Facing the economic abyss

Shahid Mehmood believes things will continue to worsen unless the structure of the economy changes

Facing the economic abyss
And so it happened! Asad Umar’s resignation was always on the cards. People were baffled at the under-par performance of a man they thought of as an economic wizard, a sort of a messiah who would ultimately deliver us from the problems wrought on previously.

But my views were always a bit different, having seen him close quarters and the legacy of his interference in Khyber Pakhtunkhwa, where his and Jahangir Tareen’s philosophy of how to conduct economic management resulted in a plethora of ‘autonomous bodies’ like PEDO, where they both managed to install their friends on hefty remuneration. One of Asad’s buddy was installed as the chief of PEDO, an appointment later ruled by courts as completely illegal and devoid of merit. Other than that, a lot of his economy talks made little sense, whether be it warning the United States about how much of their debt China holds, or of dreaming a turnaround of the heavily indebted and inefficient public sector entities by initiating yet another ‘company’ on the lines of Khazana model in Malaysia. How little he understood the administrative workings in Pakistan can be gauged by the fact that the new company, Sarmaya-e-Pakistan, has three board members as its first appointment, all of them serving bureaucrats! As I had pointed out in my previous article, the bureaucracy has gamed the system to an extent that turning around the public sector enterprises is almost impossible now.

### Set task 1
Please list every country named in the article about Pakistan's economy.
### Set task 2
In the article about Pakistan's economy, how many board members did Sarmaya-e-Pakistan have as its first appointment?
### Set task 3
Write down the part of the article about Pakistan's economy between "Shahid Mehmood believes" and "wrought on previously.", inclusive.

### Provided records
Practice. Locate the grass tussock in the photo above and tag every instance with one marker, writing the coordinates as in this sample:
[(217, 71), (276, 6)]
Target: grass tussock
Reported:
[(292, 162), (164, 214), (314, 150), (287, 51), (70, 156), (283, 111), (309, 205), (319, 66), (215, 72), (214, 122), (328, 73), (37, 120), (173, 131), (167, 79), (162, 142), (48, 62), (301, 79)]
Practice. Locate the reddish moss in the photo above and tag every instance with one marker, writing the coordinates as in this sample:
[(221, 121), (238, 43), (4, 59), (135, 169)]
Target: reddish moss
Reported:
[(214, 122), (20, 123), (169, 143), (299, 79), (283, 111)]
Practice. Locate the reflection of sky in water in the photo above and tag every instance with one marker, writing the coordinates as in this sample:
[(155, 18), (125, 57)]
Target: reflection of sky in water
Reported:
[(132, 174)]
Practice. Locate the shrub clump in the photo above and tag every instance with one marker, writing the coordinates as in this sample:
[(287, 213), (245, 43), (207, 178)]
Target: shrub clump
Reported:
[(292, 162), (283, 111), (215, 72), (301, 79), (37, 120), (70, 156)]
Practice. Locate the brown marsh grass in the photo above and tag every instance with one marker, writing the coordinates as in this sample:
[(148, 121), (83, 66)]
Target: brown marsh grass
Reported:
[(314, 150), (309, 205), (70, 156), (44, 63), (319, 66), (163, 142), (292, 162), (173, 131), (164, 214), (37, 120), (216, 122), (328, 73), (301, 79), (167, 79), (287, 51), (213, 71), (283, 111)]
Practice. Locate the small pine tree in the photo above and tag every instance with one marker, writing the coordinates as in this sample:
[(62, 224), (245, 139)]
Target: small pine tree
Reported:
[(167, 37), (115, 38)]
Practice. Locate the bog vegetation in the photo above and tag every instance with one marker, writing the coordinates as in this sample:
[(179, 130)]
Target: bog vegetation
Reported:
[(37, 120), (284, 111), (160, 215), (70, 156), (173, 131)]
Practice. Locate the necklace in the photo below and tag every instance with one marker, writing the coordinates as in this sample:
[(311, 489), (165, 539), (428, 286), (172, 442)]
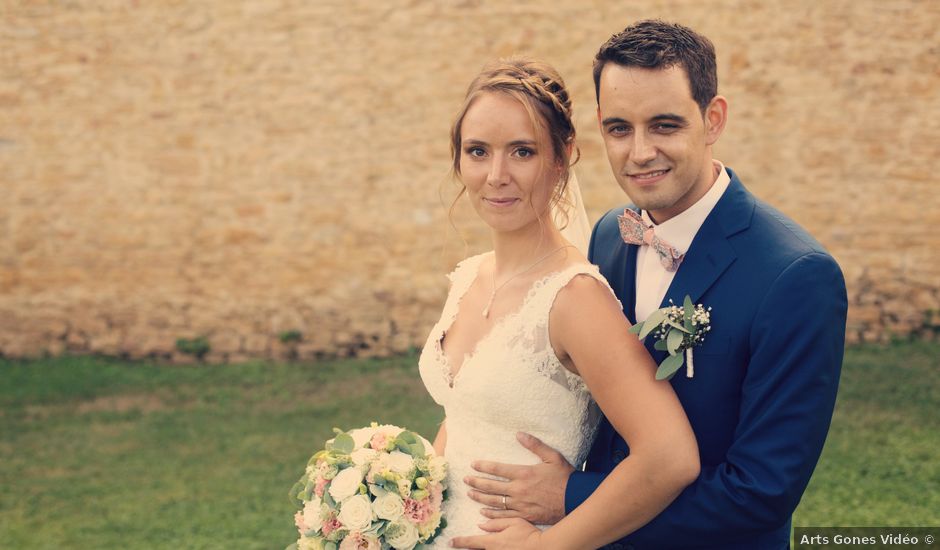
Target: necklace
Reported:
[(486, 310)]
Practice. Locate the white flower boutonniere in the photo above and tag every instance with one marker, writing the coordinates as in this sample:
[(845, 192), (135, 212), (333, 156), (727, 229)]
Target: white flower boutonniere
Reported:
[(679, 329)]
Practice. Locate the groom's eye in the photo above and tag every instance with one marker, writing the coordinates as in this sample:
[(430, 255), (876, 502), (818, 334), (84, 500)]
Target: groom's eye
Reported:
[(618, 130)]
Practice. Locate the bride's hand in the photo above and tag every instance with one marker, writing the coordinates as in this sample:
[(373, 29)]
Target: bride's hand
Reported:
[(535, 493), (505, 534)]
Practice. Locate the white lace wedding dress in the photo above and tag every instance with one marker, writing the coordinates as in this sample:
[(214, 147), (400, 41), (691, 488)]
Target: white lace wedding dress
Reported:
[(512, 381)]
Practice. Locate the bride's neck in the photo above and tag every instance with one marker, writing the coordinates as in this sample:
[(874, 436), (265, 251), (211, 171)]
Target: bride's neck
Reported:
[(516, 251)]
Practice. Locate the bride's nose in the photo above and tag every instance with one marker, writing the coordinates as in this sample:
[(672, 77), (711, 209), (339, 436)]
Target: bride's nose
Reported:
[(499, 172)]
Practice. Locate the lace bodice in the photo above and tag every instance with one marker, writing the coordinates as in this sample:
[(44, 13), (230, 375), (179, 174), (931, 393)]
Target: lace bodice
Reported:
[(512, 381)]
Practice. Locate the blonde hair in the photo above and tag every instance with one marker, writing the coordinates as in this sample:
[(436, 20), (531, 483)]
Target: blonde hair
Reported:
[(542, 92)]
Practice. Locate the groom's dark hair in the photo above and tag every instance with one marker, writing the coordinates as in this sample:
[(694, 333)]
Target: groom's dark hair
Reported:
[(655, 44)]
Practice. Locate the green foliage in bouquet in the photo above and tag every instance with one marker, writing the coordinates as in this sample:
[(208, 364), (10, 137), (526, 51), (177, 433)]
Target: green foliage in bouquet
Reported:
[(678, 330)]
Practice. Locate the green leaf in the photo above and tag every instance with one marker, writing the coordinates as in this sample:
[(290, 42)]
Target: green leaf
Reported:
[(652, 322), (344, 443), (673, 341), (295, 493), (677, 326), (327, 498), (669, 367)]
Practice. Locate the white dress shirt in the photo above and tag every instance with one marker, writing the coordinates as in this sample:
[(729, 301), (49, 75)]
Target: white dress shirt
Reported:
[(652, 279)]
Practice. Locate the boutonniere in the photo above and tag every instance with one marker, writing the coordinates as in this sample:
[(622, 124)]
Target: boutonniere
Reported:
[(679, 329)]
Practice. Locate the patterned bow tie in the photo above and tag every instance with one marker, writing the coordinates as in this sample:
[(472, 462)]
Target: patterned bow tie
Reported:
[(634, 231)]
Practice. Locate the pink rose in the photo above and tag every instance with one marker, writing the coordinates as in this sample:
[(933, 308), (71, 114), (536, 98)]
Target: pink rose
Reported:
[(358, 541), (331, 525), (418, 511)]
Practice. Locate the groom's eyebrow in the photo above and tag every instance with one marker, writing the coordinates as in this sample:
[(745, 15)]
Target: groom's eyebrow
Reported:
[(670, 117)]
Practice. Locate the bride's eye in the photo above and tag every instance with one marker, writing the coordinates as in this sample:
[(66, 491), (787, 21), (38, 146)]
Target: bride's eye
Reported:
[(525, 152)]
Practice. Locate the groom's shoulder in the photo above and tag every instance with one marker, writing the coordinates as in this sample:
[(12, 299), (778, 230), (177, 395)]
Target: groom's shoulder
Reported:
[(609, 222), (778, 240)]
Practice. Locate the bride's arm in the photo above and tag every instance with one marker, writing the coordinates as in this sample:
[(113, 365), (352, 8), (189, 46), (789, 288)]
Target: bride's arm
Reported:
[(440, 442), (587, 326)]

### Task response 1
United States, China, Malaysia, Pakistan

### Task response 2
Three, all of them serving bureaucrats.

### Task response 3
Shahid Mehmood believes things will continue to worsen unless the structure of the economy changes

Facing the economic abyss
And so it happened! Asad Umar’s resignation was always on the cards. People were baffled at the under-par performance of a man they thought of as an economic wizard, a sort of a messiah who would ultimately deliver us from the problems wrought on previously.